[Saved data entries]
+---+

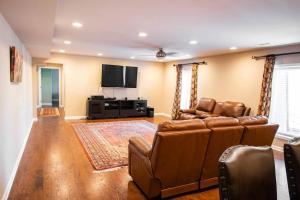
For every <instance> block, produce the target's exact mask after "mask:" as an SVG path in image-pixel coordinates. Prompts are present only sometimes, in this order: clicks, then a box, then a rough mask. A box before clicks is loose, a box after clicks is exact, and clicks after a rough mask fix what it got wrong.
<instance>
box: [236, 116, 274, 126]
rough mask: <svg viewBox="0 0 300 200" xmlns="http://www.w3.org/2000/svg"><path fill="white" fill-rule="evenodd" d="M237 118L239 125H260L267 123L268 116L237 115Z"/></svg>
mask: <svg viewBox="0 0 300 200" xmlns="http://www.w3.org/2000/svg"><path fill="white" fill-rule="evenodd" d="M238 120H239V122H240V124H241V125H261V124H267V123H268V118H266V117H263V116H244V117H238Z"/></svg>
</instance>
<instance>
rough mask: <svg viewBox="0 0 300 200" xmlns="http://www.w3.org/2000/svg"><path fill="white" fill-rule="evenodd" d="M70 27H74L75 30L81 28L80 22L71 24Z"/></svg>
mask: <svg viewBox="0 0 300 200" xmlns="http://www.w3.org/2000/svg"><path fill="white" fill-rule="evenodd" d="M72 26H74V27H76V28H81V27H82V24H81V23H80V22H73V23H72Z"/></svg>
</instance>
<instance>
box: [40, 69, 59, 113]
mask: <svg viewBox="0 0 300 200" xmlns="http://www.w3.org/2000/svg"><path fill="white" fill-rule="evenodd" d="M41 69H58V87H59V89H58V93H59V106H60V107H63V104H62V103H63V102H61V101H62V96H61V95H62V94H61V93H62V88H61V84H62V83H61V82H62V77H61V68H60V67H51V66H38V78H39V80H38V87H39V104H38V108H40V107H42V70H41Z"/></svg>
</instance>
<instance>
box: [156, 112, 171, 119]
mask: <svg viewBox="0 0 300 200" xmlns="http://www.w3.org/2000/svg"><path fill="white" fill-rule="evenodd" d="M154 115H155V116H164V117H168V118H172V117H171V115H169V114H167V113H155V114H154Z"/></svg>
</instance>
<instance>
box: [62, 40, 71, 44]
mask: <svg viewBox="0 0 300 200" xmlns="http://www.w3.org/2000/svg"><path fill="white" fill-rule="evenodd" d="M71 43H72V42H71V41H69V40H65V41H64V44H71Z"/></svg>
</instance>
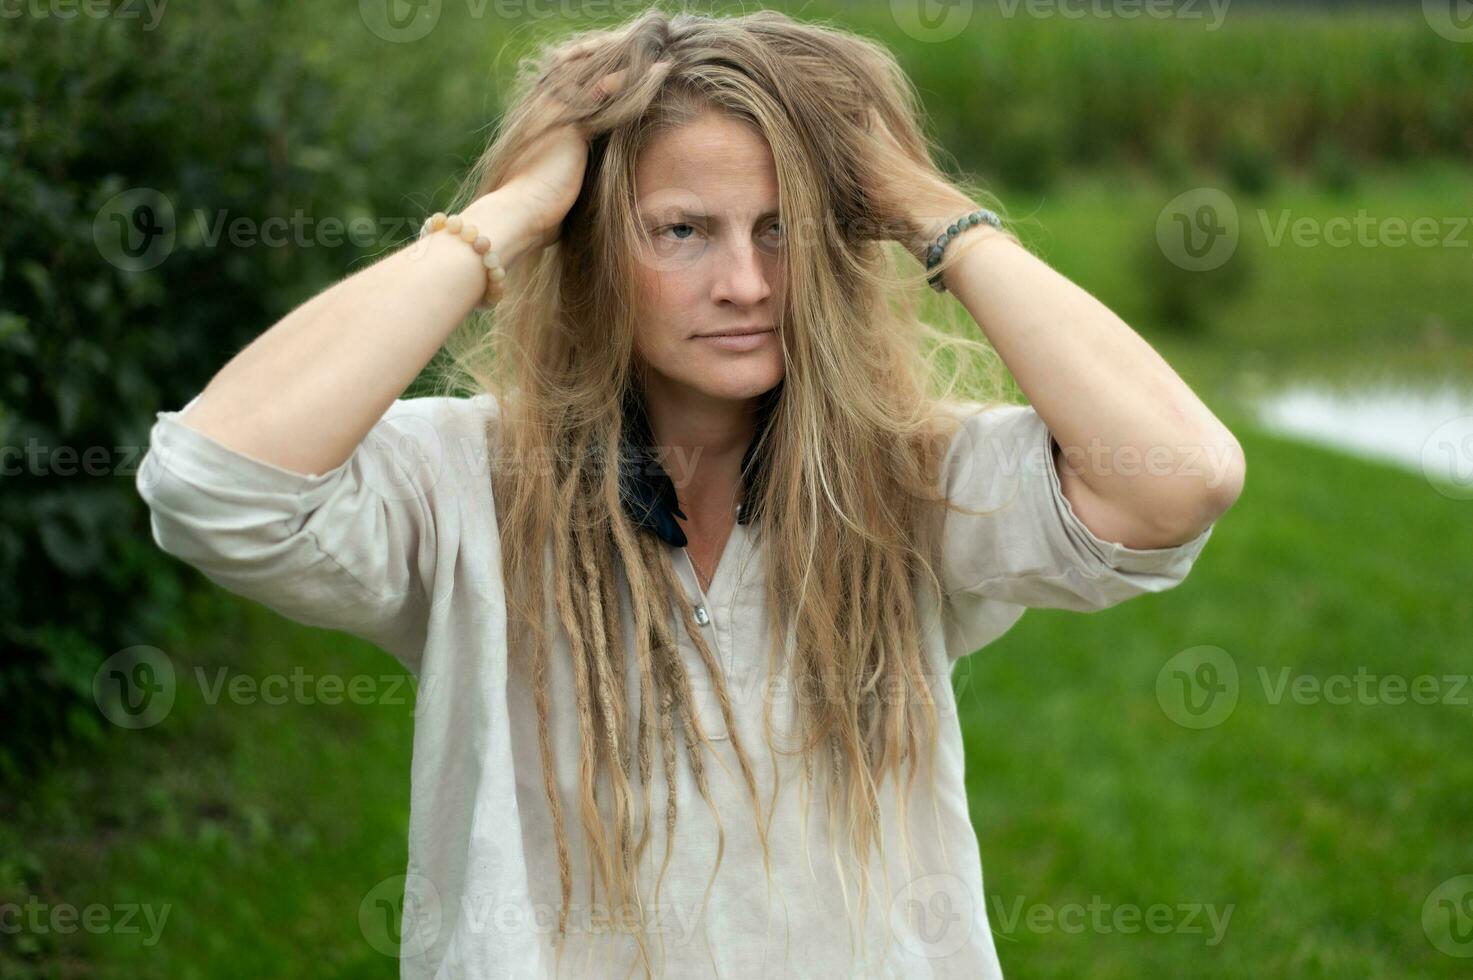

+---+

Task objective:
For every line above, produce an exact transcription that omits the images.

Solution for this exercise:
For every <instance> block, produce the target's exact mask after "mask:" as an SVG path in image-pixel coordinates. Prompts are present only sometimes, in this order: clicks, then a box, then a rough mask. A box before clicks is loose, a box after clicks is exact, and clicks after a rough mask fix what it got wrong.
<instance>
box: [236, 116, 274, 126]
rough mask: <svg viewBox="0 0 300 200" xmlns="http://www.w3.org/2000/svg"><path fill="white" fill-rule="evenodd" d="M237 118L239 125H260L267 123L268 116L237 115Z"/></svg>
mask: <svg viewBox="0 0 300 200" xmlns="http://www.w3.org/2000/svg"><path fill="white" fill-rule="evenodd" d="M238 120H239V122H240V124H241V125H261V124H267V123H268V118H266V117H263V116H244V117H238Z"/></svg>
</instance>
<instance>
rough mask: <svg viewBox="0 0 300 200" xmlns="http://www.w3.org/2000/svg"><path fill="white" fill-rule="evenodd" d="M70 27H74L75 30L81 28L80 22L71 24Z"/></svg>
mask: <svg viewBox="0 0 300 200" xmlns="http://www.w3.org/2000/svg"><path fill="white" fill-rule="evenodd" d="M72 26H74V27H76V28H81V27H82V24H81V23H80V22H73V23H72Z"/></svg>
</instance>
<instance>
box: [40, 69, 59, 113]
mask: <svg viewBox="0 0 300 200" xmlns="http://www.w3.org/2000/svg"><path fill="white" fill-rule="evenodd" d="M41 69H58V87H59V89H58V93H59V106H60V107H63V104H62V103H63V102H61V101H62V96H61V95H62V94H61V93H62V88H61V84H62V83H61V82H62V77H61V68H60V67H51V66H38V78H39V80H38V87H39V104H38V108H40V107H42V70H41Z"/></svg>
</instance>
<instance>
box: [156, 112, 171, 119]
mask: <svg viewBox="0 0 300 200" xmlns="http://www.w3.org/2000/svg"><path fill="white" fill-rule="evenodd" d="M154 115H155V116H164V117H168V118H172V117H171V115H169V114H167V113H155V114H154Z"/></svg>
</instance>
<instance>
box: [62, 40, 71, 44]
mask: <svg viewBox="0 0 300 200" xmlns="http://www.w3.org/2000/svg"><path fill="white" fill-rule="evenodd" d="M71 43H72V42H71V41H69V40H65V41H64V44H71Z"/></svg>
</instance>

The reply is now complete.